• [WHAT TO PRODUCE]
Beginning at the line containing "the black park", output every line to the end of the data below exactly as it appears.

• [EXERCISE INPUT]
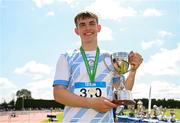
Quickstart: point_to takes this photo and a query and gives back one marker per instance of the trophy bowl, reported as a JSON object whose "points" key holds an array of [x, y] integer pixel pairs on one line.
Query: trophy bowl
{"points": [[122, 96]]}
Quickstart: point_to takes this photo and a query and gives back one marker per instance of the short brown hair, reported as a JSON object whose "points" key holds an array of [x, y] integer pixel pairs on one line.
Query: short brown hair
{"points": [[84, 15]]}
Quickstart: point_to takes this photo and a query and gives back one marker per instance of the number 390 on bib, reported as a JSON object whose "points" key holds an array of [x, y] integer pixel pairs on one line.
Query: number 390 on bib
{"points": [[88, 89]]}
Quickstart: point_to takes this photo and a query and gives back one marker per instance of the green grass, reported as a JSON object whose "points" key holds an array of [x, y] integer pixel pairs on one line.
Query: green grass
{"points": [[177, 113], [60, 116]]}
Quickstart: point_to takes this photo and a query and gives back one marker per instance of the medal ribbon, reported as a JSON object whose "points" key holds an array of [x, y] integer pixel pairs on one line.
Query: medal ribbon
{"points": [[90, 72]]}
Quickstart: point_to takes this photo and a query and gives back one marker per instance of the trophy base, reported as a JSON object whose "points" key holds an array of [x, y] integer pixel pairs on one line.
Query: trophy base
{"points": [[124, 102]]}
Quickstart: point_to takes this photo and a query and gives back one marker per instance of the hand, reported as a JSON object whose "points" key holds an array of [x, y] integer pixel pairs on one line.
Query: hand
{"points": [[101, 104], [135, 59]]}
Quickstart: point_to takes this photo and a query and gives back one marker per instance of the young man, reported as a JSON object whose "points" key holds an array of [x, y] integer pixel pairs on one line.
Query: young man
{"points": [[82, 81]]}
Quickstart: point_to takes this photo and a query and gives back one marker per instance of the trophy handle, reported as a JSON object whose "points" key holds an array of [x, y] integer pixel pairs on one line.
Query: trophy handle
{"points": [[107, 55]]}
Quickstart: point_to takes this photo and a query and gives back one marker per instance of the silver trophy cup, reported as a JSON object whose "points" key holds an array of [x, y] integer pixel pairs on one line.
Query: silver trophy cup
{"points": [[121, 95]]}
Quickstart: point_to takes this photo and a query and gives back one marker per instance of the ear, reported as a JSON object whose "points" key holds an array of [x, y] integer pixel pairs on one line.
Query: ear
{"points": [[76, 31], [99, 28]]}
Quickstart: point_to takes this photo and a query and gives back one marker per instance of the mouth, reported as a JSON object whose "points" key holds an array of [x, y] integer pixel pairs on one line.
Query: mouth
{"points": [[88, 33]]}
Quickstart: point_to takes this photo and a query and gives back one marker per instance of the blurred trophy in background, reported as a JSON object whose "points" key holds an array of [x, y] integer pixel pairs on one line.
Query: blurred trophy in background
{"points": [[120, 66]]}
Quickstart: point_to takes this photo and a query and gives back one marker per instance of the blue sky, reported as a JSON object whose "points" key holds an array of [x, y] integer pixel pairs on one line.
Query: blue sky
{"points": [[34, 32]]}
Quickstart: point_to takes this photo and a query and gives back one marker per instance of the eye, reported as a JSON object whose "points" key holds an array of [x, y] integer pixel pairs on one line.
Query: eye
{"points": [[82, 24], [92, 23]]}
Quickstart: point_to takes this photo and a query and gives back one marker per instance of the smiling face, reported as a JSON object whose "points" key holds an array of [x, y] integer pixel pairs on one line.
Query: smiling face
{"points": [[87, 29]]}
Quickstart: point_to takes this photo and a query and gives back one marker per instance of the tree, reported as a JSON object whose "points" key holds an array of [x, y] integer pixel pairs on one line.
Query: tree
{"points": [[23, 93]]}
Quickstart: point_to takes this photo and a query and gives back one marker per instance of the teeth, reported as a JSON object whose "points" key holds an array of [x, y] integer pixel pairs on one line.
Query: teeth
{"points": [[89, 33]]}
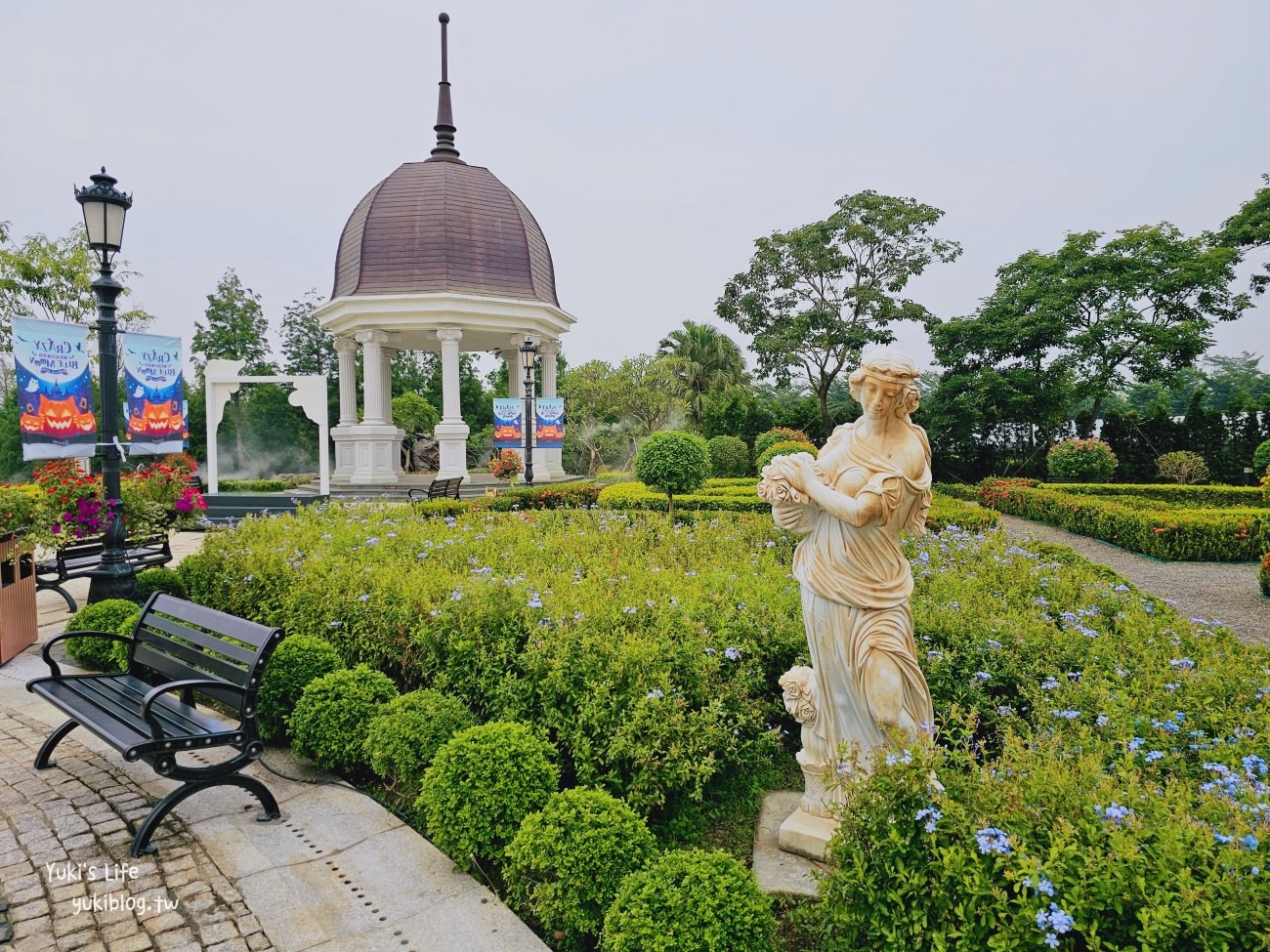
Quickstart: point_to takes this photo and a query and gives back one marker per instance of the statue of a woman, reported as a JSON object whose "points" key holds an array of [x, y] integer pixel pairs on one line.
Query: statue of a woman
{"points": [[871, 480]]}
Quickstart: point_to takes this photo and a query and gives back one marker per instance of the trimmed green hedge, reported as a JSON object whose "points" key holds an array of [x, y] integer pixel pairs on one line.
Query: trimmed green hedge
{"points": [[741, 496], [1198, 496], [1182, 534]]}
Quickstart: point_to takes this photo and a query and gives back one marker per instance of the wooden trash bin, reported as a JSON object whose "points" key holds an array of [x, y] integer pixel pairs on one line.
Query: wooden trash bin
{"points": [[20, 625]]}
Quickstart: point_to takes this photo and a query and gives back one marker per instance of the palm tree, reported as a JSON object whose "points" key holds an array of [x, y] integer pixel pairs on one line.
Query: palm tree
{"points": [[705, 359]]}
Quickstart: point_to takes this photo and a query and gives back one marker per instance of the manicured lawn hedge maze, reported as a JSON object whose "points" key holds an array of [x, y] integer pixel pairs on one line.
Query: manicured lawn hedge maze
{"points": [[1101, 758]]}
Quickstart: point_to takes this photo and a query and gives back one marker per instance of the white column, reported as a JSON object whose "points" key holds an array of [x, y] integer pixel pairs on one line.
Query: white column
{"points": [[549, 460], [550, 351], [515, 375], [372, 376], [388, 353], [451, 432], [346, 350]]}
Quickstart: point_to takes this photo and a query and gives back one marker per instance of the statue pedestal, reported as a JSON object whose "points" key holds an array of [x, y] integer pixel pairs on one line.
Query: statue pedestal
{"points": [[807, 834]]}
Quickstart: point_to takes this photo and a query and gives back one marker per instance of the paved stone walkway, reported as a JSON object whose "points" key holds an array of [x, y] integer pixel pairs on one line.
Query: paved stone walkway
{"points": [[1226, 592]]}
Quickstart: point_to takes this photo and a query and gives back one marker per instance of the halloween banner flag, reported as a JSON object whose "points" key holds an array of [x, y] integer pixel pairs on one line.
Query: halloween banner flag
{"points": [[153, 382], [549, 426], [55, 389], [507, 423]]}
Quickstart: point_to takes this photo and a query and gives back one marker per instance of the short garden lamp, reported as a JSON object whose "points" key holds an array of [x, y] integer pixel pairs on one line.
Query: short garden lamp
{"points": [[529, 356], [105, 210]]}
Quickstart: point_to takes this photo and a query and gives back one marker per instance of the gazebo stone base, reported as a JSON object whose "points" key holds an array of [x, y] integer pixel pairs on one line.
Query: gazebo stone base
{"points": [[452, 445], [367, 453]]}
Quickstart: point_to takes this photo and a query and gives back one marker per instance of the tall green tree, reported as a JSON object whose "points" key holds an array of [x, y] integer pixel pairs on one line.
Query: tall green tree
{"points": [[705, 360], [52, 279], [814, 297], [1142, 303], [235, 329], [308, 348], [1249, 228]]}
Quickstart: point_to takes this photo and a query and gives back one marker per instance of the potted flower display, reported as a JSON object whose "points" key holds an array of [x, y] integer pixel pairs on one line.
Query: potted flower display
{"points": [[507, 465]]}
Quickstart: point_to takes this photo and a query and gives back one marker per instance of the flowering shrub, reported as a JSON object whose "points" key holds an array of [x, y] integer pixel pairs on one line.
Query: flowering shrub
{"points": [[783, 448], [779, 435], [506, 465], [1080, 461]]}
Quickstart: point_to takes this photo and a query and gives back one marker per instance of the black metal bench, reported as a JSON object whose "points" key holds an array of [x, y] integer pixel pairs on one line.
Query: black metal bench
{"points": [[81, 558], [177, 647], [439, 489]]}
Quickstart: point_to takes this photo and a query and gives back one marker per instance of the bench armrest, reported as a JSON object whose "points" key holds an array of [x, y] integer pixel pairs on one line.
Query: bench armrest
{"points": [[52, 665], [155, 693]]}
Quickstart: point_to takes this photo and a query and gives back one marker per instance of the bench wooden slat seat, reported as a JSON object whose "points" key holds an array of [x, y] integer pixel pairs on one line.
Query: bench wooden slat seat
{"points": [[148, 712], [437, 489], [81, 558]]}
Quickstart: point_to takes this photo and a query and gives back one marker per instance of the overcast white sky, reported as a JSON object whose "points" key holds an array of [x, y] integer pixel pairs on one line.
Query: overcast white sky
{"points": [[653, 141]]}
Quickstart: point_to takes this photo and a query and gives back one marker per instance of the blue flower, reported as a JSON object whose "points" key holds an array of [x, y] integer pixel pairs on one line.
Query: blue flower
{"points": [[1114, 812], [992, 841]]}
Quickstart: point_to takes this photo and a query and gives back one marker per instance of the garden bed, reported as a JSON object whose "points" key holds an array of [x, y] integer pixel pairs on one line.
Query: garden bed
{"points": [[1097, 750]]}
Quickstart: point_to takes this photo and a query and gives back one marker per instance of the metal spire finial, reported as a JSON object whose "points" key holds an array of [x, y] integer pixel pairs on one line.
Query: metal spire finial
{"points": [[444, 150]]}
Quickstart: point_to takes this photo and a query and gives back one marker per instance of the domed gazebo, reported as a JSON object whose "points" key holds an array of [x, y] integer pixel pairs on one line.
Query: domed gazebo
{"points": [[440, 255]]}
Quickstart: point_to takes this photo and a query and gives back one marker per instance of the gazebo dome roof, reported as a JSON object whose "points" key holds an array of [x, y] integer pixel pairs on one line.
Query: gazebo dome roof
{"points": [[444, 227]]}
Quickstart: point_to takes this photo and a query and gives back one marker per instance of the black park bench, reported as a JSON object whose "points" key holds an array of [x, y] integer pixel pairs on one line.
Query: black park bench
{"points": [[81, 558], [437, 489], [148, 712]]}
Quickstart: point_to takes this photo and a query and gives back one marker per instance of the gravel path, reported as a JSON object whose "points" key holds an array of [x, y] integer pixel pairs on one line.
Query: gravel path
{"points": [[1226, 592]]}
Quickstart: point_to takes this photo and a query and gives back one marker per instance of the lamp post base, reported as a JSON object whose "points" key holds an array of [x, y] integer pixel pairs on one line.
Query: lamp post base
{"points": [[113, 582]]}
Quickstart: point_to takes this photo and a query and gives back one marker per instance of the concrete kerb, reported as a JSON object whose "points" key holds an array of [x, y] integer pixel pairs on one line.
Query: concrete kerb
{"points": [[337, 872]]}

• [EXERCISE OUTPUT]
Quickstart: point_to takes this photo and a query and gives back one marker per instance of the black park bench, reported as a JSON object whose "points" key holds an array of [x, y] integer pixel pairs on one line.
Query: black park bench
{"points": [[81, 558], [437, 489], [148, 712]]}
Quickstart: point_to takes this photo and a query and gives back one marker per instance of the gravel path, reported as a JSON object whose "points" key holds an array of [x, y] integer pixel pairs on one line.
Query: gravel path
{"points": [[1226, 592]]}
Quickstart: point_to takes this photo and a query and gives back one marker per instance of the lamp post base, reported as a JSON object whose "points" key holds an array of [x, y] integer pixel pairs on one line.
Query: lamp post base
{"points": [[113, 582]]}
Quickstart: point_to takes this photo and a query and gives back one marker per instance of the concrete kerb, reported as a JSON object whose "points" key holds an array of [x, y] integer pixel pairs on one line.
Query: concrete kerb
{"points": [[337, 872]]}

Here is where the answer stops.